> **Text**
If you wanted to read an HDF5 file in Rust, you reached for hdf5-sys or hdf5, which means linking libhdf5 (and often netcdf-sys on top of it). That drags in a C dependency with its own build system, version-matching headaches, a native toolchain requirement, and an FFI boundary where memory-safety guarantees stop at the door. It does not cross-compile cleanly, it does not go to WASM, and it does not produce a single self-contained binary.
OxiH5 takes the other road. The HDF5 file format is a published specification, so OxiH5 implements a parser for it from scratch — the superblock, object headers, message lists, the various B-tree and array indices, heaps, filter pipelines, and every datatype class — entirely in safe Rust. The result reads files produced by real-world libhdf5 and h5py, with zero C anywhere in the default build.
A word on scope, because honesty matters: OxiH5 0.1.3 is primarily a reader. The read path is broad and battle-tested; there is also a minimal write path (more on that below), but the heart of this release — and where the coverage is deep — is reading.
What we built
OxiH5 is a four-crate workspace (~20.4k SLOC of Rust, with 459 unit and integration tests, all passing):
| Crate | Purpose |
|---|---|
oxih5-core | Public types: Dataset, Dtype, ByteOrder, OxiH5Error, Attribute, FilterPipeline, Link, Group. Carries #![forbid(unsafe_code)]. |
oxih5-format | The low-level binary parsers: superblock, object headers, messages, heaps, B-tree v1/v2, SNOD, fractal heap, extensible/fixed array indices, filters, global heap, chunked assembly. |
oxih5 | The user-facing facade: open(), open_mmap(), read_dataset(), File, Group, FileWriter. |
oxinetcdf | A Pure-Rust NetCDF-4 conventions reader/writer atop OxiH5: NcFile, NcGroup, NcVariable, NcDimension, NcFileWriter. |
The parsing pipeline walks the file the same way libhdf5 does, one layer at a time:
1. Superblock. OxiH5 reads superblock v0 (libver='earliest') and v2/v3 (libver='latest') to find the root group.
2. Object headers. Both flavors are supported — v1 (message list with continuation blocks) and v2 (OHDR + OCHK, with creation-order, timestamps, and phase-change tracking).
3. Groups. Old-style groups (B-tree v1 + local heap + symbol-table nodes) and new-style groups (Link Info / Link messages, fractal heaps for large groups, and B-tree v2 name indices) both resolve correctly, so hierarchical traversal works regardless of how the file was written.

(A set of records)

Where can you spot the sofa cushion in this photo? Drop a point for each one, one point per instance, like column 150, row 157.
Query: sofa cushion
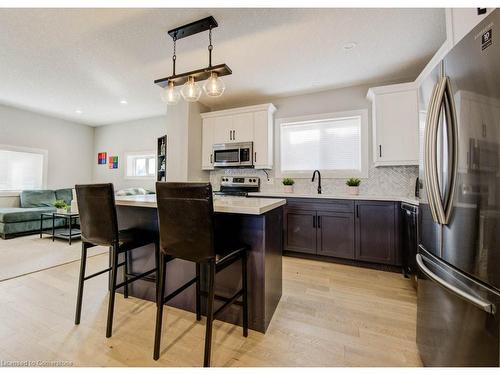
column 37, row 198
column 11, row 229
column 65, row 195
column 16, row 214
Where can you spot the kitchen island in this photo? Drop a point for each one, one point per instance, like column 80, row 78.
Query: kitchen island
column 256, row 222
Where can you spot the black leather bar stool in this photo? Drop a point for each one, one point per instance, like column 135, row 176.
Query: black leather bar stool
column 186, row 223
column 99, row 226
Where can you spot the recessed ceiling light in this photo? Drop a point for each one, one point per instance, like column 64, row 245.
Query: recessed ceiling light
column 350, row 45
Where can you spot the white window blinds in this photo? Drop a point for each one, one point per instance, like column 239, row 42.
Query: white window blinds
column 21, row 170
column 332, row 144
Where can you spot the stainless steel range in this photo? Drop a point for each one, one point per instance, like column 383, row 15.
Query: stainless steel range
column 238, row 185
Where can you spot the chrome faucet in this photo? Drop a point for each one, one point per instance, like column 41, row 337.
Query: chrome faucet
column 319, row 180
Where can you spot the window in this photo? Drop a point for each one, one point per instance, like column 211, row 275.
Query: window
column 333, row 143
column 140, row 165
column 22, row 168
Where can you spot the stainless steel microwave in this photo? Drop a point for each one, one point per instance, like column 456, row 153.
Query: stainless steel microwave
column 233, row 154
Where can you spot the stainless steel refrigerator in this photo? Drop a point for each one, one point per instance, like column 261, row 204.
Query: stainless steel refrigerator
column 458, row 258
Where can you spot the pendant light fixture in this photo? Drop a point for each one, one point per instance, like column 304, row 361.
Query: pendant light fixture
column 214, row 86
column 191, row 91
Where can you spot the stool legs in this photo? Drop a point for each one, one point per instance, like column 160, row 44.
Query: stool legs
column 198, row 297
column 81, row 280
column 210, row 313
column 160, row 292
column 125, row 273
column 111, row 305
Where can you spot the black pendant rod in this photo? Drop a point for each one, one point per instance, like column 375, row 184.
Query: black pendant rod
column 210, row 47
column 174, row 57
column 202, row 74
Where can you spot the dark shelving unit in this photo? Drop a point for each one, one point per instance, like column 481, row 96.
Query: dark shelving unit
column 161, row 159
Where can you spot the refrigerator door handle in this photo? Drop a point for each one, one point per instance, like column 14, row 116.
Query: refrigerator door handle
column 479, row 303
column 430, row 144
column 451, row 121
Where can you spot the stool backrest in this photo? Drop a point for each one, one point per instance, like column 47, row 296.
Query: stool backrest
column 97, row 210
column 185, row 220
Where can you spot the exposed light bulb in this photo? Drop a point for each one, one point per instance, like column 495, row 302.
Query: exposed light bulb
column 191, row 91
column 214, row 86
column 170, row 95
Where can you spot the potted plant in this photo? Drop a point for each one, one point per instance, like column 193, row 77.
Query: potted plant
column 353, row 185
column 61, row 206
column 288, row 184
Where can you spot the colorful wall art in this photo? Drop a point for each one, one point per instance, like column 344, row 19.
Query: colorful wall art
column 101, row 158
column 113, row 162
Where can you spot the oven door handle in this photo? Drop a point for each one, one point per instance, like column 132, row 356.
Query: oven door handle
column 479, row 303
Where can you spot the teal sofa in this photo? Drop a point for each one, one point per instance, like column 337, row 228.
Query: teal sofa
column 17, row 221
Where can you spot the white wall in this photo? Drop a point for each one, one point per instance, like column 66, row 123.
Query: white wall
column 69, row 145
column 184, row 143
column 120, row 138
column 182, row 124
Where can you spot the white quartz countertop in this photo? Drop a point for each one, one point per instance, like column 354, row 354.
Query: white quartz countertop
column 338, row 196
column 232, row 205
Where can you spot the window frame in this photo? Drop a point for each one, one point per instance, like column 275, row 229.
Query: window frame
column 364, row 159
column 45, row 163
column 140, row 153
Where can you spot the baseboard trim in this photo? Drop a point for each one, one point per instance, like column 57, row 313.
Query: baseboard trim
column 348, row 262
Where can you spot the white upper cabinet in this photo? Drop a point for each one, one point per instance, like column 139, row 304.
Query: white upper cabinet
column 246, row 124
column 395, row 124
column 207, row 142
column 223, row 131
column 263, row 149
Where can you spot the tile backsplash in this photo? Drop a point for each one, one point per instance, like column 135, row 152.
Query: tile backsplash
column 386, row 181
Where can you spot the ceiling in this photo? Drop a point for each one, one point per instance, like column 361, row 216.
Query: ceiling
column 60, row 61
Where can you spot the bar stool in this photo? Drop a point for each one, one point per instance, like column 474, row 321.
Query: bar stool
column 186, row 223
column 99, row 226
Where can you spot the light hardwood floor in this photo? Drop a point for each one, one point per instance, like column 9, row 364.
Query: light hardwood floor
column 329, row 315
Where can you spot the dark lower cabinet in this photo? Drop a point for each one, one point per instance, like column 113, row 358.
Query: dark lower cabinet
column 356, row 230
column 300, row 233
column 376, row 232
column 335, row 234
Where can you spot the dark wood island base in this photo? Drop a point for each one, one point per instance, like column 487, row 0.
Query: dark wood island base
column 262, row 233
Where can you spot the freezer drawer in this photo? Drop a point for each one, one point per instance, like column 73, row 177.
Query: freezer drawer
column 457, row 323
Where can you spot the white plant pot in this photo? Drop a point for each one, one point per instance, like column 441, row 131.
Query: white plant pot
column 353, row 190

> **Problem description**
Give a two-sentence summary of the OxiH5 text.

> **Answer to the problem**
Reading HDF5 files in Rust used to mean linking the C library libhdf5, which brings build troubles, poor cross-compiling and an unsafe FFI boundary, so OxiH5 instead parses the published HDF5 format from scratch in safe Rust and reads files made by libhdf5 and h5py with no C in the default build. Version 0.1.3 is mainly a reader with a minimal write path, built as four crates with 459 passing tests, and it walks a file one layer at a time the way libhdf5 does: superblock, object headers, then groups.